● **Records drawn from a data source**:
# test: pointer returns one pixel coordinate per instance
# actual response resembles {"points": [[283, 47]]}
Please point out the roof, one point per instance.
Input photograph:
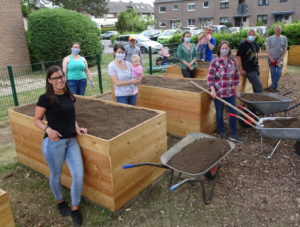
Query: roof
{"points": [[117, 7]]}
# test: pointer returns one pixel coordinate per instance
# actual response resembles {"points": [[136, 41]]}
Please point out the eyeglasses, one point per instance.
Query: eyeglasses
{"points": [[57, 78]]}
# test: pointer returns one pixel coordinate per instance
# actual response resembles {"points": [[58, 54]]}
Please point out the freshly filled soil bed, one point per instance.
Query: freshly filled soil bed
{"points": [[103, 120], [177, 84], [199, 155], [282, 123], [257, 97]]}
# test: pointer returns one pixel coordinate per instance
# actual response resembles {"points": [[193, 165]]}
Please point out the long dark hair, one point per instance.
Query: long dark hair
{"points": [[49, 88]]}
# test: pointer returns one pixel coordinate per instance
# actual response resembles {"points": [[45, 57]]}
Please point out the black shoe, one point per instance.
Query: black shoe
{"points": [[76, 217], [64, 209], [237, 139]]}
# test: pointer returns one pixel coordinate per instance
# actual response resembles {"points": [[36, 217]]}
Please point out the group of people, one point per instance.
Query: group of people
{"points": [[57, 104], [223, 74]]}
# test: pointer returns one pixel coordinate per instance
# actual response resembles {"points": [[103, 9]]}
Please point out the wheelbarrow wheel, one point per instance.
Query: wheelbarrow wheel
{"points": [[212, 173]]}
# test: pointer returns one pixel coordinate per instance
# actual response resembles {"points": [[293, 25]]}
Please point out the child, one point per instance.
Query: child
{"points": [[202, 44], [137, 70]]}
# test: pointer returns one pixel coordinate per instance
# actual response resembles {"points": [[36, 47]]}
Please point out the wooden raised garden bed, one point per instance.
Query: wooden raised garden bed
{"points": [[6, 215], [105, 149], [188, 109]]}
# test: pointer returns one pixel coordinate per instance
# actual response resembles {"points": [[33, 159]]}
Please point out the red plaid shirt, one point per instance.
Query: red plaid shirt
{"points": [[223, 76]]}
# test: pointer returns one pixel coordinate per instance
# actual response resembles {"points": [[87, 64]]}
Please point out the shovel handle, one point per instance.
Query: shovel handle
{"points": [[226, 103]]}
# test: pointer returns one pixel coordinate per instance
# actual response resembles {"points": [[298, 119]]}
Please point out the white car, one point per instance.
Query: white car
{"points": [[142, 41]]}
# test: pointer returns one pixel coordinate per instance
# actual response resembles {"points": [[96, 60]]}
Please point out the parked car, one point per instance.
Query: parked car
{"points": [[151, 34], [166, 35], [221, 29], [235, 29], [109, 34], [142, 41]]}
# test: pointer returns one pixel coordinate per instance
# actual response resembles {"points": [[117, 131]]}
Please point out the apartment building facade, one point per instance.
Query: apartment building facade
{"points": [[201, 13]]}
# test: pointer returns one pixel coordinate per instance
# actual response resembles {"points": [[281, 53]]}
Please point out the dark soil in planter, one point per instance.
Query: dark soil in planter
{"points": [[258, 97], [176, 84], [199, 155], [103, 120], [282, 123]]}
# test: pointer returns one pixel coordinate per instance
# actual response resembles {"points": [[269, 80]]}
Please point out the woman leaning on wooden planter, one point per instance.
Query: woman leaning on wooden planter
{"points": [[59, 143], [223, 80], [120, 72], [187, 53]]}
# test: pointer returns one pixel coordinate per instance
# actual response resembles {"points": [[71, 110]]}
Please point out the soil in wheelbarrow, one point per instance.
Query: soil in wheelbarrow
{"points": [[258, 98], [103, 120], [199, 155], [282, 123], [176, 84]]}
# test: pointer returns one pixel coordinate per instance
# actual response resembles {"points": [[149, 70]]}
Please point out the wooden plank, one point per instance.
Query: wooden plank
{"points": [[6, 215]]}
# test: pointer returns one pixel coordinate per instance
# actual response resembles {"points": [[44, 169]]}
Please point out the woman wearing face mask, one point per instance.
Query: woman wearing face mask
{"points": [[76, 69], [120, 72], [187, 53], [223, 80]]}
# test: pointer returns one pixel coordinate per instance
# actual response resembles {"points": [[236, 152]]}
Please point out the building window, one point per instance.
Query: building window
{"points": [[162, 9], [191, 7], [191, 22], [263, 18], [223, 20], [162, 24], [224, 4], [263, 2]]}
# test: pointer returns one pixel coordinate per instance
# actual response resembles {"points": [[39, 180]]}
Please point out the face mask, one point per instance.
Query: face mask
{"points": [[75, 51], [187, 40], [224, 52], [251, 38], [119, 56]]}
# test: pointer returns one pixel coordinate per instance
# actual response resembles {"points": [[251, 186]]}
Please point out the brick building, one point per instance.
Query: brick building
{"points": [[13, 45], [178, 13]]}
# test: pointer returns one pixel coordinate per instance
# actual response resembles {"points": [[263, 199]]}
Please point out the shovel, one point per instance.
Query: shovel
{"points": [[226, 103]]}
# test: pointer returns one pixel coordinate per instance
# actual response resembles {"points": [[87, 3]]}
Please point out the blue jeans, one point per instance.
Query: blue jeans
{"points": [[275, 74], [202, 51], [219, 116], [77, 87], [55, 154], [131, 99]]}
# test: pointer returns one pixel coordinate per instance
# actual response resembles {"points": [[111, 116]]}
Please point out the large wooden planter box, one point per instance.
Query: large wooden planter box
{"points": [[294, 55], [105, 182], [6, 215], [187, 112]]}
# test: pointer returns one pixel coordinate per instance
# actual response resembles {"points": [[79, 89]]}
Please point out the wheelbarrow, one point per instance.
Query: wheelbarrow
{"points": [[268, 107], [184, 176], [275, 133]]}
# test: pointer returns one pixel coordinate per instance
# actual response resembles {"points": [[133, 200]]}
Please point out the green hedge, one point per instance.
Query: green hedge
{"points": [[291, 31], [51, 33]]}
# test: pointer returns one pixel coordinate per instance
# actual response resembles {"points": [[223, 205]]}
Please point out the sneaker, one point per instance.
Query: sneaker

● **CHALLENGE**:
Display each line of the material above that contains the word "child". Matching is case-sensitive.

● **IN RESPONSE**:
Please point out the child, one point per instance.
Query: child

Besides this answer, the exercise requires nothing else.